PROBLEM DETAILS: Please edit these items so that "window sill" becomes "window ledge" wherever it occurs, with everything else left the same.
---
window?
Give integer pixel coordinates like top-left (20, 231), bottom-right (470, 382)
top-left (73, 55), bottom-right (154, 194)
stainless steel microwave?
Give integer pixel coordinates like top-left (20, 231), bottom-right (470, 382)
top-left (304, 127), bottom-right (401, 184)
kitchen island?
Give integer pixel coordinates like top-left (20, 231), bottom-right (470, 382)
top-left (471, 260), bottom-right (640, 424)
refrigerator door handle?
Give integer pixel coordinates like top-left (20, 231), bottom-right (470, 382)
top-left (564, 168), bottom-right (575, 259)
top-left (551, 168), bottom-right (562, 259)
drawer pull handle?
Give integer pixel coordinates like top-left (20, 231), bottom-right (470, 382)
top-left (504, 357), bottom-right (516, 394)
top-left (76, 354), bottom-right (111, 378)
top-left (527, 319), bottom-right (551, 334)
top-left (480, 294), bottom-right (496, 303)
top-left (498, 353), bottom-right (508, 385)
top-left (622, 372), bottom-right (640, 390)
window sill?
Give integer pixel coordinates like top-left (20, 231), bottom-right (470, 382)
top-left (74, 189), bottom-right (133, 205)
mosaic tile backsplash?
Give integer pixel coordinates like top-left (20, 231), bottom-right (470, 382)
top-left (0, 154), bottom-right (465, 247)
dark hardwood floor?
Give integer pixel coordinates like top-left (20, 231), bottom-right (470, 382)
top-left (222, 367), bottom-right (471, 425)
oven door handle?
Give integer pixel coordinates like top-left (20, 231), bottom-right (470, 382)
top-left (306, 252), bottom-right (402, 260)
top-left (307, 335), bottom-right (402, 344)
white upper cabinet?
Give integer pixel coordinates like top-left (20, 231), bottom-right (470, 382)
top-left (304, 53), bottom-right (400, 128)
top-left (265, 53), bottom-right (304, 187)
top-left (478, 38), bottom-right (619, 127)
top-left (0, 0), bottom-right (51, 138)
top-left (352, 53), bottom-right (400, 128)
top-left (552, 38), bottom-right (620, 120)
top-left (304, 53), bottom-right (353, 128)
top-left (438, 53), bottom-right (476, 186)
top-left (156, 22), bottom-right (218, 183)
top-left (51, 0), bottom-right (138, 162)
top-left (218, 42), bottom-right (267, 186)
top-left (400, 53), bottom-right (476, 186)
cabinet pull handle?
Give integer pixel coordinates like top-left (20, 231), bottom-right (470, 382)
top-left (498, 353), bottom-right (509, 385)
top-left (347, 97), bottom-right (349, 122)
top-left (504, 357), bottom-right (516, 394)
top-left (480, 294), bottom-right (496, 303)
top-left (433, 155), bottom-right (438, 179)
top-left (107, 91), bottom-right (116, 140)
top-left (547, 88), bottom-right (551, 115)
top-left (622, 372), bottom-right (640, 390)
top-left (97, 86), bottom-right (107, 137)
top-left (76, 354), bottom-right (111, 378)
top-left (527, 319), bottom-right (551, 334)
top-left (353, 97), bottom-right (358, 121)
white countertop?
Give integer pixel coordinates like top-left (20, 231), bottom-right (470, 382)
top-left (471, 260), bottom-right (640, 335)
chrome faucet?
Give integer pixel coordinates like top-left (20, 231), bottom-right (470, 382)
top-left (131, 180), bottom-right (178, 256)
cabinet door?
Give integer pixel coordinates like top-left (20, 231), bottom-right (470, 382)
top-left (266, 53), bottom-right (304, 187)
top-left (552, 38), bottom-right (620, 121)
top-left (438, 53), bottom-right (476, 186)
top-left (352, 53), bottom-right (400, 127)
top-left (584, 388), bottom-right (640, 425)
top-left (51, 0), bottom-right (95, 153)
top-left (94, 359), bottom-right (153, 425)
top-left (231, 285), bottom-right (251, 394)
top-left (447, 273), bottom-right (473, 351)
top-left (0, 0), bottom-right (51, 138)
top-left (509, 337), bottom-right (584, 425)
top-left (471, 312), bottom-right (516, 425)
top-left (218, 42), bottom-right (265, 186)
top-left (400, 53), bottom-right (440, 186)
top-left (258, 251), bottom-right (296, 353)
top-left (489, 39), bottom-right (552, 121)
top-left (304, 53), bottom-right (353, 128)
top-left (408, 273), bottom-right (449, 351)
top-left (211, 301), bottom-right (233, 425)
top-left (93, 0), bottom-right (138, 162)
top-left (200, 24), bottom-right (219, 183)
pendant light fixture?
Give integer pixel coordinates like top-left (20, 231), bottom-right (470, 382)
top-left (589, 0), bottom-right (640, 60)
---
THE OUTPUT:
window?
Give integer pixel coordinates like top-left (20, 231), bottom-right (470, 382)
top-left (73, 55), bottom-right (154, 194)
stainless steel microwave?
Give integer pixel coordinates like top-left (20, 231), bottom-right (470, 382)
top-left (304, 127), bottom-right (401, 184)
kitchen island?
Give integer pixel coordinates like top-left (20, 231), bottom-right (470, 382)
top-left (471, 260), bottom-right (640, 424)
refrigerator door handle?
Give integer pixel coordinates like top-left (20, 231), bottom-right (470, 382)
top-left (564, 168), bottom-right (575, 259)
top-left (551, 168), bottom-right (562, 259)
drawer pull handle?
Give integer pixel coordinates like top-left (20, 231), bottom-right (470, 382)
top-left (504, 357), bottom-right (516, 394)
top-left (76, 354), bottom-right (111, 378)
top-left (527, 319), bottom-right (551, 334)
top-left (480, 294), bottom-right (496, 303)
top-left (498, 353), bottom-right (508, 385)
top-left (622, 372), bottom-right (640, 390)
window ledge?
Give integer pixel coordinates like top-left (20, 231), bottom-right (470, 382)
top-left (74, 189), bottom-right (133, 205)
mosaic tile backsplash?
Give integer pixel coordinates like top-left (20, 231), bottom-right (470, 382)
top-left (0, 154), bottom-right (465, 247)
dark hardwood floor?
Give integer pixel coordinates like top-left (20, 231), bottom-right (470, 382)
top-left (222, 367), bottom-right (471, 425)
oven door handle?
Give integer pixel coordinates like top-left (20, 231), bottom-right (470, 382)
top-left (306, 252), bottom-right (402, 260)
top-left (307, 335), bottom-right (402, 344)
white upper cabinet?
Give integer pixel coordinates like top-left (20, 231), bottom-right (470, 382)
top-left (304, 53), bottom-right (400, 128)
top-left (265, 53), bottom-right (304, 187)
top-left (478, 38), bottom-right (619, 127)
top-left (0, 0), bottom-right (51, 138)
top-left (352, 53), bottom-right (400, 128)
top-left (552, 38), bottom-right (620, 120)
top-left (304, 53), bottom-right (353, 128)
top-left (438, 53), bottom-right (476, 186)
top-left (156, 22), bottom-right (218, 183)
top-left (51, 0), bottom-right (138, 162)
top-left (218, 42), bottom-right (267, 186)
top-left (400, 53), bottom-right (476, 186)
cabinet pull handle?
Give integer pixel coordinates like top-left (20, 231), bottom-right (470, 382)
top-left (498, 353), bottom-right (509, 385)
top-left (347, 97), bottom-right (349, 122)
top-left (504, 357), bottom-right (516, 394)
top-left (480, 294), bottom-right (496, 303)
top-left (433, 155), bottom-right (438, 179)
top-left (107, 91), bottom-right (116, 140)
top-left (547, 88), bottom-right (551, 115)
top-left (622, 372), bottom-right (640, 390)
top-left (97, 86), bottom-right (107, 137)
top-left (76, 354), bottom-right (111, 378)
top-left (527, 319), bottom-right (551, 334)
top-left (353, 97), bottom-right (358, 121)
white countertop?
Give integer pixel coordinates like top-left (20, 231), bottom-right (470, 382)
top-left (471, 260), bottom-right (640, 335)
chrome faucet?
Give integer pixel coordinates like top-left (20, 231), bottom-right (470, 382)
top-left (131, 180), bottom-right (178, 256)
cabinet door?
Give integer pixel coordinates like top-left (20, 231), bottom-right (470, 382)
top-left (266, 53), bottom-right (304, 187)
top-left (552, 38), bottom-right (620, 121)
top-left (438, 53), bottom-right (476, 186)
top-left (352, 53), bottom-right (400, 127)
top-left (584, 388), bottom-right (640, 425)
top-left (51, 0), bottom-right (95, 153)
top-left (94, 359), bottom-right (153, 425)
top-left (231, 285), bottom-right (251, 394)
top-left (447, 273), bottom-right (473, 351)
top-left (0, 0), bottom-right (51, 138)
top-left (509, 337), bottom-right (584, 425)
top-left (471, 312), bottom-right (516, 425)
top-left (218, 42), bottom-right (265, 186)
top-left (400, 53), bottom-right (440, 186)
top-left (258, 251), bottom-right (296, 353)
top-left (489, 39), bottom-right (552, 121)
top-left (304, 53), bottom-right (353, 128)
top-left (408, 273), bottom-right (449, 351)
top-left (211, 301), bottom-right (233, 425)
top-left (93, 0), bottom-right (138, 162)
top-left (200, 24), bottom-right (219, 183)
pendant light fixture?
Give integer pixel coordinates like top-left (20, 231), bottom-right (470, 382)
top-left (589, 0), bottom-right (640, 60)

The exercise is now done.